* **Description of the task**: All of the entries must be reproduced exactly, with no images carried over.

* **Provided records**:

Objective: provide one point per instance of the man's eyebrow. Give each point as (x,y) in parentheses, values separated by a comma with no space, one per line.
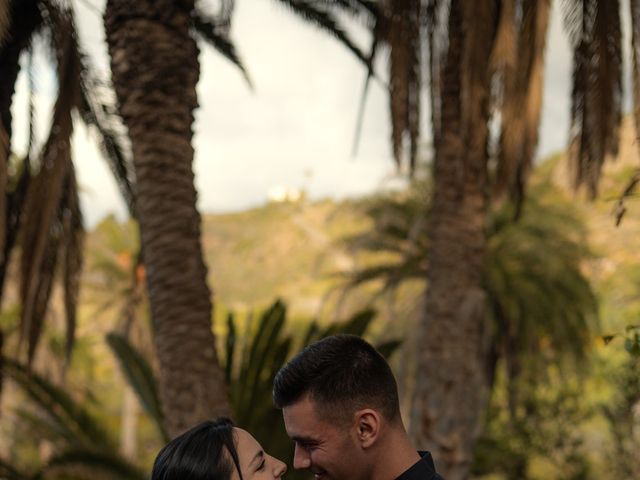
(257,456)
(304,440)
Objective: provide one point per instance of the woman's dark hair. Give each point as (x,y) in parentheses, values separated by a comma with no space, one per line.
(205,452)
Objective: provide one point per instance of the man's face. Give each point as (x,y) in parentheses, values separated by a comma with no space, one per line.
(329,450)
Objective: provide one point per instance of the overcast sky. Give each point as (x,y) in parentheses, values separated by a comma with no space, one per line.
(294,130)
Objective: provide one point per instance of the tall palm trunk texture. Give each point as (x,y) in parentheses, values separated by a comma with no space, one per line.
(155,69)
(451,387)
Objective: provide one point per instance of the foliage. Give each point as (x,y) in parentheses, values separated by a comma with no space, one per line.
(622,415)
(541,304)
(252,356)
(631,338)
(542,432)
(82,445)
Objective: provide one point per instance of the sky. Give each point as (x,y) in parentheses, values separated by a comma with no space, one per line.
(294,130)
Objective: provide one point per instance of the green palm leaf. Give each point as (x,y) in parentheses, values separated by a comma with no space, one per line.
(140,378)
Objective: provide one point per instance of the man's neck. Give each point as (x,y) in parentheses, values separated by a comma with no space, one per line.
(396,454)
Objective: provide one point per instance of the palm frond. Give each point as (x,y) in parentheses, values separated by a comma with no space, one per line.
(360,8)
(323,18)
(98,110)
(595,32)
(208,30)
(41,230)
(365,89)
(523,90)
(77,426)
(479,20)
(405,71)
(73,240)
(140,378)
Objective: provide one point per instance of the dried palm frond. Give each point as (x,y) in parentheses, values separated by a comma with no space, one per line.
(503,53)
(595,34)
(479,20)
(437,40)
(403,38)
(522,101)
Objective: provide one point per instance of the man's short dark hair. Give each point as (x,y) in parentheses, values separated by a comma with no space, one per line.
(342,374)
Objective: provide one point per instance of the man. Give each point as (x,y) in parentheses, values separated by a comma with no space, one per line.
(339,400)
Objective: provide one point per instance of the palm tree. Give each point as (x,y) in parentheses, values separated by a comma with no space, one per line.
(154,59)
(537,292)
(485,62)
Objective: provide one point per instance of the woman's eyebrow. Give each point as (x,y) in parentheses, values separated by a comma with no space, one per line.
(257,456)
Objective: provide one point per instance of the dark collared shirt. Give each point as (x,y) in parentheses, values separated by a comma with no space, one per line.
(423,469)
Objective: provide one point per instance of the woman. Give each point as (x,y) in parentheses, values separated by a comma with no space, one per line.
(215,450)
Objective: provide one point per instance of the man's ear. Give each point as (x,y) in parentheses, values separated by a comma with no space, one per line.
(367,423)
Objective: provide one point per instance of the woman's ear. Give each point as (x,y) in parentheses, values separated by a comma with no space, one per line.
(367,427)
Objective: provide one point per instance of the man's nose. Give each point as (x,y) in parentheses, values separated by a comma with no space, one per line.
(279,468)
(301,458)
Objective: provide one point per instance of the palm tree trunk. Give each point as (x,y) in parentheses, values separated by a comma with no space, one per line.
(452,385)
(155,69)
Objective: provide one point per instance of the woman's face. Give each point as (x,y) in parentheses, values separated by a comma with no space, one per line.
(255,464)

* **Result of this task**:
Objective: provide one point per instance of the man's eyebrow. Give each point as (x,y) in parentheses, values separated by a comma with no space, one per line.
(257,456)
(304,440)
Objective: provide one point per instance of the woman's dark hair. Give each point as (x,y) in parentheses, values separated by a comma with no space, one per line.
(205,452)
Objective: provide one point per instance of the man's face. Give each point as (x,y) in parentheses, values separated by a comma with no space, one per line.
(329,450)
Objective: provide one point per instance of the overcast sky. Give each point as (x,y) in parentheses, values separated by a comma with no space, one per line.
(294,130)
Objective: provide one point per instance of the tall palm trunk texture. Give each point as (x,y) in parentheses, values separated by a comma with no space, one per line.
(155,69)
(451,387)
Objective: provide one point per instance of the foliage. Give each point as (x,y) in parentheses, values separated by a comma with no space, one per line.
(622,415)
(541,304)
(252,356)
(631,338)
(542,432)
(82,445)
Objective: provide one point per instance of the sky. Give each point as (x,y) in parentheses, values separated by a comma with no space, one per line.
(294,130)
Objective: provide one point per instance of the green palm leaf. Give each point as (x,y) in parentheses, values separated by a comma with no space, one per line.
(140,378)
Objective: provide one point per instance of the man's neck. Give each point as (x,y) in parentheses, values separated by a comma with no space, one per line.
(396,454)
Objective: provide one point per instance of the palm frond. Give each point as (x,y) in parentheses, values separated by a comma with no space, one per line.
(360,8)
(323,18)
(98,110)
(595,32)
(208,30)
(41,230)
(365,89)
(523,90)
(77,426)
(479,20)
(405,71)
(73,240)
(140,378)
Objective: provide one point per instance of the dried palm frond. Give each point as (x,y) in parentheses, values separated by a comma with no space, one per line.
(503,53)
(595,34)
(479,20)
(437,40)
(403,38)
(522,101)
Objective: provide one point per instance of the man's short dark hair. Give each point as (x,y) in parentheses, values separated by a comma with no space, one per line.
(342,374)
Objective: provide one point per instance of the man. Give each point as (x,y) in parentheses, values separated by a comma with no space, one per line.
(339,400)
Objective: provide one point per instance of the palm tree. Give each point as (x,y) in parentheses, values separated by a comma with no space, one per line.
(154,59)
(537,292)
(485,62)
Objective: provide one point per instance of the woman's eyebrow. Give each point as (x,y) in parentheses, values separated by a comma with no space, one per line.
(257,456)
Objective: provide one point per instance of the dark collared shirt. Give each point as (x,y) in parentheses, values separated by a comma with no space, one per line.
(423,469)
Objective: provide one point per instance of the woman. Give each point as (x,y) in parentheses, values separated by a comma with no space, one per line.
(215,450)
Objective: provide one point per instance of the man's ear. Give each point as (x,y) in parentheses, values separated by a comma with no space, one per line.
(367,423)
Objective: provide one point per instance of the woman's ear. Give each point as (x,y) in parentheses, values separated by a comma with no space, one per line.
(367,427)
Objective: provide one point per instance of the man's nose. Give each point as (x,y) in parentheses, values separated by a comma with no space, one per line.
(279,468)
(301,458)
Objective: provide one point per instance of the palm tree trunk. Give each point as (x,y) in parentheses, values separated by a comma with no space, one per line.
(452,385)
(155,69)
Objective: provide one point per instance of the woman's face. Give each point as (x,y) in parentheses, values separated by a comma with no space, one per line.
(255,464)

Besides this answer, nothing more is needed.